## TEXT SECTION
/---
The rest of this essay can be found here: http://users.belgacom.net/wagnerlibrary/prose/wagongm.htm
And is not that which Wagner writes about the German sincerity and love for the art, also a reflection of his own feelings and attitudes? Wagner himself was the first and foremost of those German musicians he writes with such warmth about.


----------



## DavidA (Dec 14, 2012)

SiegendesLicht said:


> How about... because some of us love his music and feel gratitude and respect for the man who gave it to the world?
> _Some _of his views may seem disgusting in our time, but for _his_ time they were nothing out of the ordinary. And, like I have already said many times, these views were not the only facet of his person. Another facet (and one I have a high respect for) is his devotion to exploring the old literary heritage of his nation and bringing it to life again.
> 
> I'll quote you some Wagner:
> ...


I'm not surprised Wagner writes this nationalistic nonsense, as if no-one but the Germans could do music properly. Wagner regarded the Aryans as a super-race of which he himself was pre-eminent in talent. When you hear the operas you have to swallow this. I saw the Mastersingers the other night and wished Walther had accepted to be a master when asked. Then we wouldn't have had Sach's ridiculous Xenophobic speech at the end.


----------



## SiegendesLicht (Mar 4, 2012)

Yeah, cool! German = xenophobic=nazi now. You know, I am starting to think it is you and those many reviewers and journalists who see an antisemitic stereotype behind every bush in Wagner's operas (I have just now read a review of the Glyndebourne Meistersinger written exactly in such a way) who are xenophobic because you cannot accept that a German can have a healthy pride in his people and you would like to beat every German into forever being giult-ridden for something most of them (including our yesterday's new guest who you also beat on the head with the nazi past) have never had any part in. But then xenophoby against certain nations (like Germans and Americans) is all the fashion nowadays.


----------



## AndreasFink (Feb 11, 2013)

Wagner died long before the 3rd reich, he cannot be responsible for it at all. The fact, that one idiot could use his music etc. for his politics, means only he had a big syndrom of searching after the hidden sense.


----------



## DavidA (Dec 14, 2012)
\---
## DATA EXCERPT
/---
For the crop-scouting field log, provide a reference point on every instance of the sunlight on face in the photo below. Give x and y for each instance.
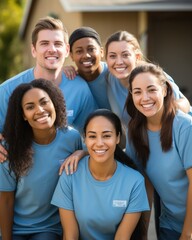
\---
## BRIEF
Condense the paragraph in the Wagner forum thread that begins "I'm not surprised Wagner writes" into a short bulleted list that keeps its main points.

## OUTPUT FOR THIS EXERCISE
- Wagner's writing is called nationalistic nonsense, as if only Germans could do music properly.
- Wagner regarded the Aryans as a super-race and himself as pre-eminent in talent.
- Listeners to his operas have to swallow this.
- After seeing the Mastersingers recently, the writer wished Walther had accepted becoming a master when asked.
- That would have removed Sachs's xenophobic speech at the end.